Recently, Ann Coulter, the enfant terrible of the conservative movement, “canceled” her speaking engagement at UC Berkeley, bewailing free speech had been “crushed by thugs.”  She inveighed against the university for its namby-pamby vacillation. She also blasted her conservative student sponsors for ditching her and “joining the other team.” Some prominent liberals voiced support for Coulter.

{mosads}Berkeley Chancellor Nicholas Dirks explained Coulter was never persona non grata on campus but “our police force does not believe (the event) venue to be protectable,” adding “a speaker’s presence on campus” in February “ignited violent conflict and significant damage to campus property.” He fingered unnamed “groups and individuals from the extreme ends of the political spectrum” for the controversy. He hectored, “This is a university, not a battlefield.”

 

In 1964, Mario Savio, Jack Weinberg and others defiantly mobilized Berkeley students in the cause of campus activism, free speech and academic freedom. They were joined by a thousand strong faculty, making Berkeley a national symbol of campus free speech and protest. By contrast, the stony silence of Berkeley’s faculty majority in 2017 is deafening. In addition to stopping Coulter’s speech, the vocal minority who is speaking up also demanded conservative gadfly Milo Yiannopoulos be banned from campus in January. In the case of Yiannopoulos, the opposition became violent.

Free speech is clearly in the crosshairs, not only from the ivory towers but also from the White House. Trump is still working to fulfill his pledge of building a casino on the ashes of free speech by “opening up our libel laws so we can sue” the press and “win lots of money.” I wonder if he reviewed the scrapped Sedition Act of 1798.

Dirks’ battle cry that his university is not a “battlefield” disingenuously suggests universities are mere sanctuaries of unperturbed learning far from the madding crowd of exasperating extremists. He cravenly flees his university’s storied past as the battleground for free speech and the anti-war movement by indicting   shadowy “extremists.” In the ivory tower battlefield, “every idea is an incitement” and “eloquence often sets fire to reason.” Dirks forgets that as he points an accusatory finger at “extremists,” three fingers are pointing at him.

Dirks hides behind a contrived Hobson’s choice of security or liberty. The greatest danger to liberty comes not only from the zealots who set fire to reason but also from the craven government firefighters who prefer to stand back and indifferently watch the fire burn itself out.

Censorship is not a panacea for offensive speech. Its practice testifies to a closed mind, lack of self-confidence and a deep-seated fear of being challenged. The only effective way to fight extremist views is with moderate ones steeped in reasoned elaboration.

Universities should be battlefields of ideas where open-minded students, armed with reason and facts can joust and prepare themselves for the real world of offensive, outrageous and distasteful ideas. Suffering the slings and arrows of outrageous ideas is but a small price to pay for living in a free society.  

The founders of the American republic understood the supreme value of free expression and wholly rejected censorship proclaiming in sweeping language for the ages, “Congress Shall Make No Law … Abridging the Freedom of Speech” because “they put their faith, for better or for worse, in the enlightened choice of the people.” They sought to ensure “coarse expression as well as refined, and vulgarity no less than elegance” are equally protected.

•••••

TASKS TO PERFORM:
(1) In the piece on free speech at Berkeley, what did Chancellor Nicholas Dirks say the campus police force believed about the event venue?
(2) Reproduce word for word the stretch of the piece on free speech at Berkeley from "Censorship is not" through "in reasoned elaboration.".

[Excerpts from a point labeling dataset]

•••••

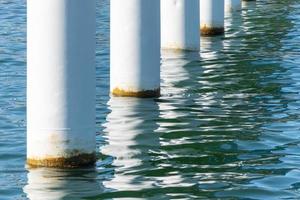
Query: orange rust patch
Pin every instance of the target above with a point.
(209, 31)
(82, 160)
(141, 94)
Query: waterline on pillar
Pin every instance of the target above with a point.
(76, 161)
(211, 31)
(118, 92)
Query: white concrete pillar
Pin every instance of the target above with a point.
(232, 5)
(135, 48)
(61, 83)
(212, 17)
(180, 24)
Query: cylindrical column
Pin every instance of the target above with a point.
(233, 5)
(180, 24)
(212, 17)
(61, 83)
(135, 48)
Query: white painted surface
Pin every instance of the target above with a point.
(180, 24)
(135, 45)
(212, 13)
(61, 78)
(232, 5)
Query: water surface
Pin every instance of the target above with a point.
(226, 126)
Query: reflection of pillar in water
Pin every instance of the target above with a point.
(180, 24)
(212, 17)
(232, 5)
(130, 132)
(56, 184)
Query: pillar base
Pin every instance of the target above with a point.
(140, 94)
(211, 31)
(82, 160)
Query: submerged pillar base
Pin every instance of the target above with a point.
(212, 31)
(140, 94)
(81, 160)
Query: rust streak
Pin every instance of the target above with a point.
(82, 160)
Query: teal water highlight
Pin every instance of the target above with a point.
(226, 126)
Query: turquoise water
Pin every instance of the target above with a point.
(226, 126)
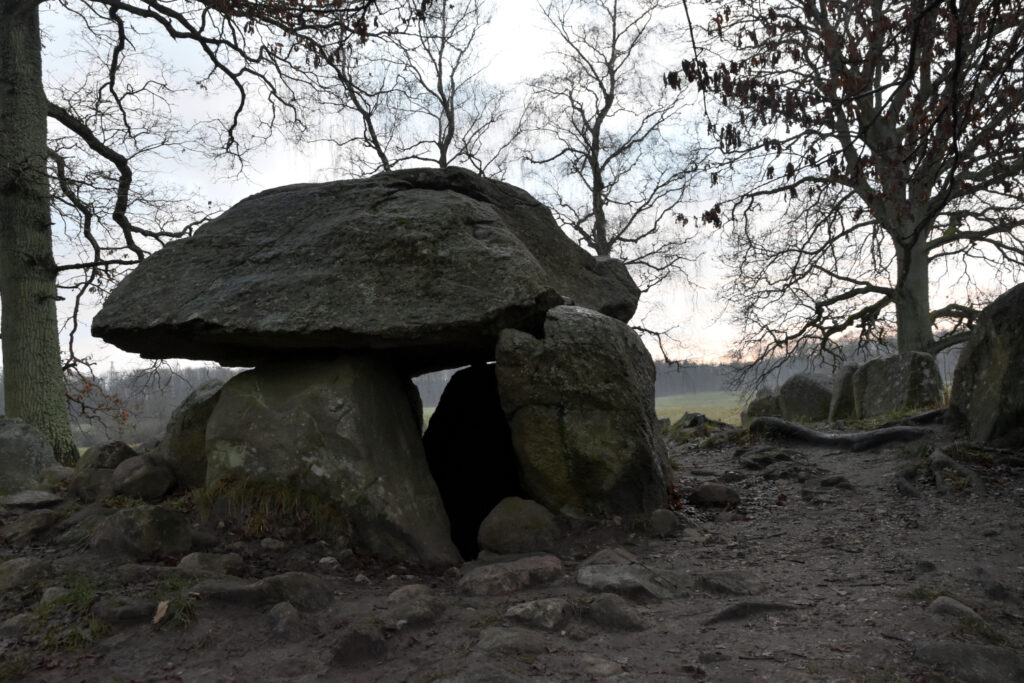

•••••

ANSWERS FOR THIS EXERCISE:
(1) The police force did not believe the venue to be protectable.

(2)
Censorship is not a panacea for offensive speech. Its practice testifies to a closed mind, lack of self-confidence and a deep-seated fear of being challenged. The only effective way to fight extremist views is with moderate ones steeped in reasoned elaboration.